## TASK
Rewrite the data below, replacing "dark doorway" with "shadowed entrance" each time it occurs and leaving everything else as it is.

- - -

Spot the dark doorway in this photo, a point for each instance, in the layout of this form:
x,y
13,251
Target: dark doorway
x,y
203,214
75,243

- - -

## WRITTEN ANSWER
Spot the shadowed entrance in this photo, a point for each instance, in the layout of this form:
x,y
13,251
Target: shadowed entrance
x,y
203,214
75,243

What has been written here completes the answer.